** Your task **
Read the entries below and pull out each line with the string "ceramic".

[Saved entries]
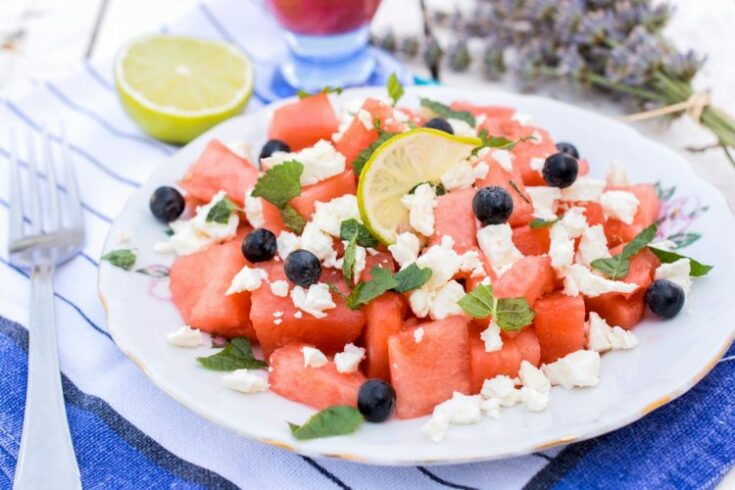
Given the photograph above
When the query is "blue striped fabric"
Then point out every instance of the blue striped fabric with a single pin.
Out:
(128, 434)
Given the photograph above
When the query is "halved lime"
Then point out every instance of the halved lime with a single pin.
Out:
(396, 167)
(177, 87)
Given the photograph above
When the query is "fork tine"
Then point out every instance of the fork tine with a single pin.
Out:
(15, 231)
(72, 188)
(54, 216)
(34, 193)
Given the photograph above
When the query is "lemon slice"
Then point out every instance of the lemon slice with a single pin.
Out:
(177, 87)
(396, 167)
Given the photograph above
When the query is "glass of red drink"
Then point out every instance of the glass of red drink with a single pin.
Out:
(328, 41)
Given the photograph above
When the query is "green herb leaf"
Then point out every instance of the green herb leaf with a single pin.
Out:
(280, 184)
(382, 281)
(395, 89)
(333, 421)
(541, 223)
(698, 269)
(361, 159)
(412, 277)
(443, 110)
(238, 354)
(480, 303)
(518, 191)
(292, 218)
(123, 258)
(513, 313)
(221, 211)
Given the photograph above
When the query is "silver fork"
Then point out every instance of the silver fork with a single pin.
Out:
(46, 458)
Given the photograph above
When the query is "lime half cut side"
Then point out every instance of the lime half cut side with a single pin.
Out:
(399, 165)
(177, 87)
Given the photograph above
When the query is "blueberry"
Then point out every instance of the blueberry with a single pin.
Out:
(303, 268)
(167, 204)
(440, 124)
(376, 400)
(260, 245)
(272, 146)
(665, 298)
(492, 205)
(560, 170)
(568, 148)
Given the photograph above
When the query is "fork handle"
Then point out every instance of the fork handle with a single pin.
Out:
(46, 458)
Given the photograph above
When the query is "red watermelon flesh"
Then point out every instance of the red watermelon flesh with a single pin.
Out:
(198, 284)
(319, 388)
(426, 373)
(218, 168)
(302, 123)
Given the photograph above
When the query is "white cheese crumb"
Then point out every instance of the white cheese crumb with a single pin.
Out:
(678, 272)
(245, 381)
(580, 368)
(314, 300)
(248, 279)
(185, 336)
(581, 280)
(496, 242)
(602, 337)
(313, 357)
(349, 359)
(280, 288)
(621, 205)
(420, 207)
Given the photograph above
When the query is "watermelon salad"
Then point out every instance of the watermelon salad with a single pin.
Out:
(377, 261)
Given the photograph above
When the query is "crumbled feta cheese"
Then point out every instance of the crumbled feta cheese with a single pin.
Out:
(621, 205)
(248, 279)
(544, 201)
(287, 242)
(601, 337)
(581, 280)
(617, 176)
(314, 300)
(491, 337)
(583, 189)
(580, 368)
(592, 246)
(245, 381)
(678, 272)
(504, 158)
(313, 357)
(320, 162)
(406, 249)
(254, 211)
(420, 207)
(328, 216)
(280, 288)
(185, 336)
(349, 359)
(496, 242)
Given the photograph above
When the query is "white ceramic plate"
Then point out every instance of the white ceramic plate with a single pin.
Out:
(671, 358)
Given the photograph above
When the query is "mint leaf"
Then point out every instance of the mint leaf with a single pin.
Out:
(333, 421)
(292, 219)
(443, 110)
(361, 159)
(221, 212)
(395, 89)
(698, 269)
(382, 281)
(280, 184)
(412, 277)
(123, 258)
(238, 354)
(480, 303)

--

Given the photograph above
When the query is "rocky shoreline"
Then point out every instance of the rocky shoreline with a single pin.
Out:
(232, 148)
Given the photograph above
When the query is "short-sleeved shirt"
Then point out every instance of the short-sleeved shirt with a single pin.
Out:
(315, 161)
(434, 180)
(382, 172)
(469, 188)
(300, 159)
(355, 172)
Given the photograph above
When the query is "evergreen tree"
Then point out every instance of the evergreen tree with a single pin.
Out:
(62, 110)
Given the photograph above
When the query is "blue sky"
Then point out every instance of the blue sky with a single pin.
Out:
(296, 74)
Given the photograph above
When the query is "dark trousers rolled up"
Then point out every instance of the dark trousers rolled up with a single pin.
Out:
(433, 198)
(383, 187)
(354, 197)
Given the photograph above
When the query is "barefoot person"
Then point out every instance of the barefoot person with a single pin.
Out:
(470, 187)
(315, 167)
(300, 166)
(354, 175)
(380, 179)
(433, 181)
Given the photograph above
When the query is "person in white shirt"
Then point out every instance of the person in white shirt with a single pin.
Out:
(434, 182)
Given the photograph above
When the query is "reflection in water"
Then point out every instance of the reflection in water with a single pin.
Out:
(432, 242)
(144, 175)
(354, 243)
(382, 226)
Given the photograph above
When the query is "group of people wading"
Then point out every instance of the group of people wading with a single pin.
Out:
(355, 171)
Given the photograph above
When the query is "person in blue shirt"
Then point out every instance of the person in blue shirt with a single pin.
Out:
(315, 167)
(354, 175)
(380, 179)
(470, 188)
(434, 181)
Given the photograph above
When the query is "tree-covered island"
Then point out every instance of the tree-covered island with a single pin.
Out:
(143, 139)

** Answer for the task **
When the query is "white ceramic plate"
Then point out every instance of the white ceramic plate with a single pin.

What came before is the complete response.